◆ **EXERCISE**
Transcribe every record that appears below, exactly and in full.

◆ **DATASET EXTRACT**

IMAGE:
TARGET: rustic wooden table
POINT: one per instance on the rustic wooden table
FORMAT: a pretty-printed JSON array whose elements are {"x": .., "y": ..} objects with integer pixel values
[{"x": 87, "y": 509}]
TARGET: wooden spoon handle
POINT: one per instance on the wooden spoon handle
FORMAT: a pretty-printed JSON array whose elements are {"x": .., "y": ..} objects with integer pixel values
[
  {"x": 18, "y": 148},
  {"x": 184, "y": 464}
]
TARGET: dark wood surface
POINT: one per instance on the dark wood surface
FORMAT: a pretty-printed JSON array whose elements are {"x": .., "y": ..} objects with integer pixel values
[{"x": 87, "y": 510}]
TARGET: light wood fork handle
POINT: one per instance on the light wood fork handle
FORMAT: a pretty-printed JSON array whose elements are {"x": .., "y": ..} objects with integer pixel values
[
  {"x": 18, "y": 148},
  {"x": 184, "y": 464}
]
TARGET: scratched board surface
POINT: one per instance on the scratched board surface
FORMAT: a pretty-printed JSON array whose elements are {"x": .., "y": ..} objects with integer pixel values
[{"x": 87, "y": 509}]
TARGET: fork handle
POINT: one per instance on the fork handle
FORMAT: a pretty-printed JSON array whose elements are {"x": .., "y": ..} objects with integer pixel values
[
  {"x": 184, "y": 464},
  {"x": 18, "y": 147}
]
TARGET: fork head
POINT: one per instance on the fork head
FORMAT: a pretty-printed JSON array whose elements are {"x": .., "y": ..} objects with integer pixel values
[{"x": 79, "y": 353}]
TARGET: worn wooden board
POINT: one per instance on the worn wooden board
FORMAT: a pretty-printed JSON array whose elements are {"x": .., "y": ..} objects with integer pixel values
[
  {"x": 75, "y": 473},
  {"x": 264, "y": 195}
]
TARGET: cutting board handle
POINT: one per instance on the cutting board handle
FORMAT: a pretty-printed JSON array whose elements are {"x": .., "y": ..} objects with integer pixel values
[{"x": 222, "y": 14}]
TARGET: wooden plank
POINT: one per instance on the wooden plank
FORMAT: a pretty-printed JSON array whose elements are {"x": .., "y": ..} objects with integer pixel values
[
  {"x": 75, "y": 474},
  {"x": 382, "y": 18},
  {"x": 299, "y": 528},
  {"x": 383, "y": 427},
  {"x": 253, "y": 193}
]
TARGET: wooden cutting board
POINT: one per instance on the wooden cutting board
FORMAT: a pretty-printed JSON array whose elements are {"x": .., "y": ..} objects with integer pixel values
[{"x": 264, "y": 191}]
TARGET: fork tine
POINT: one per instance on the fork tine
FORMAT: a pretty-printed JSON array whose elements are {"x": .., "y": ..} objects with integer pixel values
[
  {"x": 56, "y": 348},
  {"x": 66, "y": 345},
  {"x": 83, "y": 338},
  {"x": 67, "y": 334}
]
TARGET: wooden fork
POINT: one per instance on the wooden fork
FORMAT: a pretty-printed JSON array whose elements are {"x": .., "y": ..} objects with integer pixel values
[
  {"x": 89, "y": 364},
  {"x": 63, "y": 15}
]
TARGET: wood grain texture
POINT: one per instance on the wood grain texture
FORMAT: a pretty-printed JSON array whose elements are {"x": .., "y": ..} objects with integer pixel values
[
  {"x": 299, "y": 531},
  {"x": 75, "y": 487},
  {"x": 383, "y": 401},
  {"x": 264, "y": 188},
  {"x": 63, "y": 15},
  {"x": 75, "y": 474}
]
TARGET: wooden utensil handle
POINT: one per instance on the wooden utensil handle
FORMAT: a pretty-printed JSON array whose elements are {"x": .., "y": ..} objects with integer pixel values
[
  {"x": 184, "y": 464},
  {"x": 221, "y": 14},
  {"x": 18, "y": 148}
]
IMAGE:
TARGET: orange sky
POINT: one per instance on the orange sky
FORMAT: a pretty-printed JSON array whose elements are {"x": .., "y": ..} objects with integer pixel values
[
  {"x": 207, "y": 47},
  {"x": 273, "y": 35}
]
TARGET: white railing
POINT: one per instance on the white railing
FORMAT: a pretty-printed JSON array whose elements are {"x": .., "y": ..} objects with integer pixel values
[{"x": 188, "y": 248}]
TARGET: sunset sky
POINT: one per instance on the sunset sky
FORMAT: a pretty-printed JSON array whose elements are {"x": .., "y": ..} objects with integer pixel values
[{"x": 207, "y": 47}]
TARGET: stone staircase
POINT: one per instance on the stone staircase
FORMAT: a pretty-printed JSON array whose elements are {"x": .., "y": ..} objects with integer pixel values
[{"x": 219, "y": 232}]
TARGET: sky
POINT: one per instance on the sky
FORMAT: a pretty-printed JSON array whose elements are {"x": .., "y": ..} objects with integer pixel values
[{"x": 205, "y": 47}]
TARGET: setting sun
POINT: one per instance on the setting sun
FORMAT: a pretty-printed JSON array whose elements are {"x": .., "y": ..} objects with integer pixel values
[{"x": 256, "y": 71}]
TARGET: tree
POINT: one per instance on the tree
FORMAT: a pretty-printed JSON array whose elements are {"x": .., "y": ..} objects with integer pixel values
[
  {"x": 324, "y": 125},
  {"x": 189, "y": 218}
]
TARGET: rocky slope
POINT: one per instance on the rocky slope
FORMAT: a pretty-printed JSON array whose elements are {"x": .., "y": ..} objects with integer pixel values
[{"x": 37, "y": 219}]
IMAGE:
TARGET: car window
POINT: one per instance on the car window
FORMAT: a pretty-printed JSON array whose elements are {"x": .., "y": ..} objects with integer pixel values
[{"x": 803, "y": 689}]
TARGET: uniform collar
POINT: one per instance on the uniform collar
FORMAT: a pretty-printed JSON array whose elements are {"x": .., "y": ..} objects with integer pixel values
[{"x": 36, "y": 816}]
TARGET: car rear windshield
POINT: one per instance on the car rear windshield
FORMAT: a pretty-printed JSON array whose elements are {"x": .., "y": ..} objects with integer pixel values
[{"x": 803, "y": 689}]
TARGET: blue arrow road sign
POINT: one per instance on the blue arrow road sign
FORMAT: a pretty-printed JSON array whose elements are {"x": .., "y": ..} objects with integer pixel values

◆ **RESULT FOR THIS EXERCISE**
IMAGE:
TARGET: rustic wooden table
POINT: one per instance on the rustic wooden table
FORMAT: a pretty-printed JSON array whose elements are {"x": .., "y": ..} objects with integer pixel values
[{"x": 87, "y": 509}]
TARGET: wooden spoon handle
POINT: one per instance on the wooden spoon handle
FORMAT: a pretty-printed JSON array whose elements are {"x": .., "y": ..} objects with integer pixel values
[
  {"x": 18, "y": 148},
  {"x": 184, "y": 464}
]
TARGET: dark wood surface
POINT: one per instance on the dark wood surface
FORMAT: a pretty-printed JSON array whose elements are {"x": .., "y": ..} objects with integer pixel values
[{"x": 87, "y": 510}]
TARGET: light wood fork handle
POINT: one per instance on the light wood fork handle
FORMAT: a pretty-printed JSON array whose elements are {"x": .., "y": ..} objects with integer pixel values
[
  {"x": 18, "y": 148},
  {"x": 184, "y": 464}
]
TARGET: scratched board surface
POINT: one per instance on the scratched board surface
FORMAT: a pretty-printed JSON array whose elements are {"x": .., "y": ..} objects with integer pixel values
[{"x": 87, "y": 509}]
TARGET: fork handle
POINT: one per instance on the fork handle
FORMAT: a pretty-printed JSON array whose elements are {"x": .., "y": ..} objects with integer pixel values
[
  {"x": 184, "y": 464},
  {"x": 18, "y": 147}
]
TARGET: fork head
POINT: one per instance on the fork head
FORMAT: a pretty-printed JSON array whose elements are {"x": .., "y": ..} objects with integer pixel values
[{"x": 79, "y": 353}]
TARGET: worn wooden board
POINT: one per instance on the worn wooden board
FORMAT: a pretty-printed JSON array whose elements are {"x": .., "y": ..} objects with integer pixel values
[
  {"x": 75, "y": 473},
  {"x": 264, "y": 195}
]
TARGET: cutting board handle
POINT: one per instance on the cutting board handle
FORMAT: a pretty-printed JSON array whose elements are {"x": .., "y": ..} objects with integer pixel values
[{"x": 222, "y": 14}]
TARGET: wooden plank
POINT: one per instance on the wooden plank
FORMAT: a pretty-printed JSON array whose elements are {"x": .., "y": ..} objects with integer pixel values
[
  {"x": 75, "y": 474},
  {"x": 382, "y": 18},
  {"x": 299, "y": 528},
  {"x": 383, "y": 427},
  {"x": 253, "y": 193}
]
TARGET: wooden cutting board
POINT: one per instance on the wooden cutting board
FORMAT: a pretty-printed JSON array whose elements are {"x": .., "y": ..} objects with integer pixel values
[{"x": 264, "y": 191}]
TARGET: fork tine
POINT: one per instance on the fork tine
FORMAT: a pretty-printed JSON array whose elements are {"x": .., "y": ..} objects with integer pixel values
[
  {"x": 56, "y": 348},
  {"x": 66, "y": 345},
  {"x": 83, "y": 338},
  {"x": 67, "y": 334}
]
TARGET: wooden fork
POINT: one per instance on the wooden fork
FORMAT: a pretty-printed JSON array whose elements are {"x": .., "y": ..} objects with integer pixel values
[
  {"x": 89, "y": 364},
  {"x": 63, "y": 15}
]
TARGET: wood grain texture
POINT: one per instance on the wood grain texture
FORMAT: a pretty-printed JSON array whose elements are {"x": .., "y": ..} objects with integer pixel values
[
  {"x": 299, "y": 531},
  {"x": 75, "y": 487},
  {"x": 383, "y": 401},
  {"x": 264, "y": 188},
  {"x": 63, "y": 15},
  {"x": 75, "y": 474}
]
TARGET: wooden utensil handle
POINT: one per instance on the wooden utensil handle
FORMAT: a pretty-printed JSON array whose elements are {"x": .., "y": ..} objects with integer pixel values
[
  {"x": 184, "y": 464},
  {"x": 221, "y": 14},
  {"x": 18, "y": 148}
]
IMAGE:
TARGET: orange sky
POINT: one per instance on the orange sky
FORMAT: a pretty-printed JSON array whose elements are {"x": .., "y": ..} objects with integer pixel values
[
  {"x": 207, "y": 47},
  {"x": 273, "y": 35}
]
TARGET: white railing
POINT: one per instance on the white railing
FORMAT: a pretty-printed JSON array whose elements are {"x": .., "y": ..} objects with integer pixel values
[{"x": 188, "y": 248}]
TARGET: sunset sky
POINT: one per instance on the sunset sky
FORMAT: a pretty-printed JSON array whose elements are {"x": .., "y": ..} objects with integer pixel values
[{"x": 207, "y": 47}]
TARGET: stone staircase
POINT: one per instance on the stone staircase
FORMAT: a pretty-printed JSON array whose elements are {"x": .., "y": ..} objects with integer pixel values
[{"x": 219, "y": 232}]
TARGET: sky
POINT: one per instance on the sky
FORMAT: a pretty-printed JSON array whose elements are {"x": .., "y": ..} objects with integer pixel values
[{"x": 205, "y": 47}]
TARGET: setting sun
POINT: one per instance on the setting sun
FORMAT: a pretty-printed JSON array whose elements are {"x": .., "y": ..} objects with integer pixel values
[{"x": 256, "y": 71}]
TARGET: tree
POINT: one per instance on the tree
FORMAT: a pretty-printed JSON array whose elements are {"x": .., "y": ..} objects with integer pixel values
[
  {"x": 324, "y": 125},
  {"x": 189, "y": 218}
]
TARGET: rocky slope
POINT: one per instance on the rocky slope
FORMAT: a pretty-printed JSON array whose elements are {"x": .., "y": ..} objects with integer pixel values
[{"x": 37, "y": 219}]
IMAGE:
TARGET: car window
POINT: one per instance on the car window
FORMAT: a pretty-printed JSON array whose elements are {"x": .., "y": ..} objects with integer pixel values
[{"x": 803, "y": 689}]
TARGET: uniform collar
POINT: one per instance on the uniform collar
FORMAT: a pretty-printed JSON array whose elements are {"x": .., "y": ..} objects with integer pixel values
[{"x": 36, "y": 816}]
TARGET: car rear windshield
POINT: one per instance on the car rear windshield
FORMAT: a pretty-printed JSON array whose elements are {"x": .., "y": ..} objects with integer pixel values
[{"x": 803, "y": 689}]
TARGET: blue arrow road sign
POINT: one per instance on the blue arrow road sign
FORMAT: a pretty-printed JSON array whose elements are {"x": .., "y": ..} objects with integer pixel values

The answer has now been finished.